EXERCISE AIM :: Output exactly the lines below, starting with the line that has "Where can you spot the black" and going on through the line that has "Where can you spot the tiled", both included, and no other lines.
※
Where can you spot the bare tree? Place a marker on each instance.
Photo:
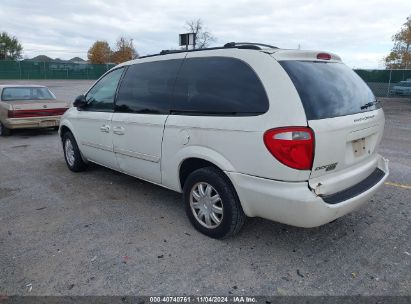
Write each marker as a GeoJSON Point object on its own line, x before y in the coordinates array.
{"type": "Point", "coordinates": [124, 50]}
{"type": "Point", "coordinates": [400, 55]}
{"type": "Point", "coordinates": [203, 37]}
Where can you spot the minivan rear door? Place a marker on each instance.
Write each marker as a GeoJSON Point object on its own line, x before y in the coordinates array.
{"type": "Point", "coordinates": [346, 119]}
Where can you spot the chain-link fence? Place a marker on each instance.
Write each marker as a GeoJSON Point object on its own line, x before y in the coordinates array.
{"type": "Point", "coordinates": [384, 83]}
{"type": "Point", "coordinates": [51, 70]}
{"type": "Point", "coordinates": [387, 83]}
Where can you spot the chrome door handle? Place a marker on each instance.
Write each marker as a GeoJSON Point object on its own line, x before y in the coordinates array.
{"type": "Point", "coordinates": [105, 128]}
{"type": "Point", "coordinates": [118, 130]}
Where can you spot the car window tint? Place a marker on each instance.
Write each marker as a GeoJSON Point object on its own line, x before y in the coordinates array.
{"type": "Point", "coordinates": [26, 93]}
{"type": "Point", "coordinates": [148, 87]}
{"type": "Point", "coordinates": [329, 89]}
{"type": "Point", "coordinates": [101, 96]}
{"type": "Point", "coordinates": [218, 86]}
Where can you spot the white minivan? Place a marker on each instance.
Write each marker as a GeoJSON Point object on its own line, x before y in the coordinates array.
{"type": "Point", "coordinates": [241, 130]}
※
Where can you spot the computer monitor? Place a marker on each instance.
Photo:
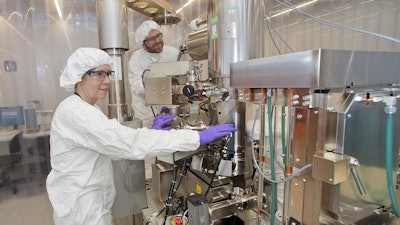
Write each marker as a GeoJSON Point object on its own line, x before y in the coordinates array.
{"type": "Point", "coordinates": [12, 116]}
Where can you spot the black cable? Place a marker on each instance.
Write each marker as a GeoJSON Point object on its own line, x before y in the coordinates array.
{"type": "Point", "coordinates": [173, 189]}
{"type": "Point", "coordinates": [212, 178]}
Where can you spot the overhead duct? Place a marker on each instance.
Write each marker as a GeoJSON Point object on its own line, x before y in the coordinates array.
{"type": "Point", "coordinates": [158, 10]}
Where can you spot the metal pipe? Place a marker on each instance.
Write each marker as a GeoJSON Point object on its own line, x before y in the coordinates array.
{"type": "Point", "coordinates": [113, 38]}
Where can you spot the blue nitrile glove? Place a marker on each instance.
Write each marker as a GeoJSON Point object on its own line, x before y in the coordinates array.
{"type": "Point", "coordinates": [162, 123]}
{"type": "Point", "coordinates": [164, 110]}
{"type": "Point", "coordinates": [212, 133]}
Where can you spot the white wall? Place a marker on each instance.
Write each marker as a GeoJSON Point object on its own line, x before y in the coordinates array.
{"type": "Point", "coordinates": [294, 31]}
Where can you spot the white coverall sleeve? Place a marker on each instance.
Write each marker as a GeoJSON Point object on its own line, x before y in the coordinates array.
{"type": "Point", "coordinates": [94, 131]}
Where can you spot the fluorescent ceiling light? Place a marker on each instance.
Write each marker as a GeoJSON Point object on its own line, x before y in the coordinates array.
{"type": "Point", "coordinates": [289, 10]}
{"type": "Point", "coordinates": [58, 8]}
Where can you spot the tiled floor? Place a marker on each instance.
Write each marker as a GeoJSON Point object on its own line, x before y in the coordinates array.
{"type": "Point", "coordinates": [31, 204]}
※
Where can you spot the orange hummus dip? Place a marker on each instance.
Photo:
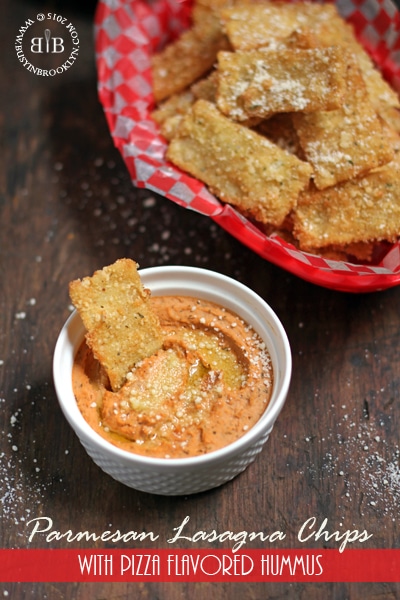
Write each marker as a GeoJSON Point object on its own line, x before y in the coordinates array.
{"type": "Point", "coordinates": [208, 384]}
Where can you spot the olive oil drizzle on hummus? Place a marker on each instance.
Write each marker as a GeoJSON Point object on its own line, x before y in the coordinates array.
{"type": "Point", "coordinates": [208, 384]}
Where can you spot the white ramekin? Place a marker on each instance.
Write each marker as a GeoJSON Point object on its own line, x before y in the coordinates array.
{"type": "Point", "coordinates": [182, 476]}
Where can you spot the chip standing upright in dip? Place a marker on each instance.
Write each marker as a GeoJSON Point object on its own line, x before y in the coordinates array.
※
PROBLEM SOLUTION ::
Where can you spot the black cable? Place a marker on each instance.
Write each marker as a GeoJSON Point object on its own line, x before y in the coordinates array.
{"type": "Point", "coordinates": [173, 189]}
{"type": "Point", "coordinates": [212, 178]}
Where can you spot the overhead duct? Place a marker on each instance.
Write each marker as a GeoJSON Point object on its own line, x before y in the coordinates array.
{"type": "Point", "coordinates": [158, 10]}
Where can you spot the metal pipe? Place a marker on each instance.
Write each marker as a GeoJSON Point object on its own line, x before y in the coordinates array.
{"type": "Point", "coordinates": [113, 38]}
Where can you spot the blue nitrile glove? Place a marker on each instance.
Write each marker as a GeoJSON Point object on its own line, x before y in the coordinates array.
{"type": "Point", "coordinates": [162, 123]}
{"type": "Point", "coordinates": [164, 110]}
{"type": "Point", "coordinates": [212, 133]}
Where can you spot the white wall? Place a marker on each instance.
Write each marker as a GeoJSON Point object on its own line, x before y in the coordinates array.
{"type": "Point", "coordinates": [294, 31]}
Where can you spot the white coverall sleeve? Place a marker on each instance.
Write each marker as a GeoJSON Point object on its own line, x before y in the coordinates array.
{"type": "Point", "coordinates": [94, 131]}
Where can you spot the fluorescent ceiling light? Place a marker on each instance.
Write each marker as a GeoJSON Point object on its own line, x before y in the coordinates array.
{"type": "Point", "coordinates": [289, 10]}
{"type": "Point", "coordinates": [58, 8]}
Where can you spot the tiled floor? Place a marker on each instance.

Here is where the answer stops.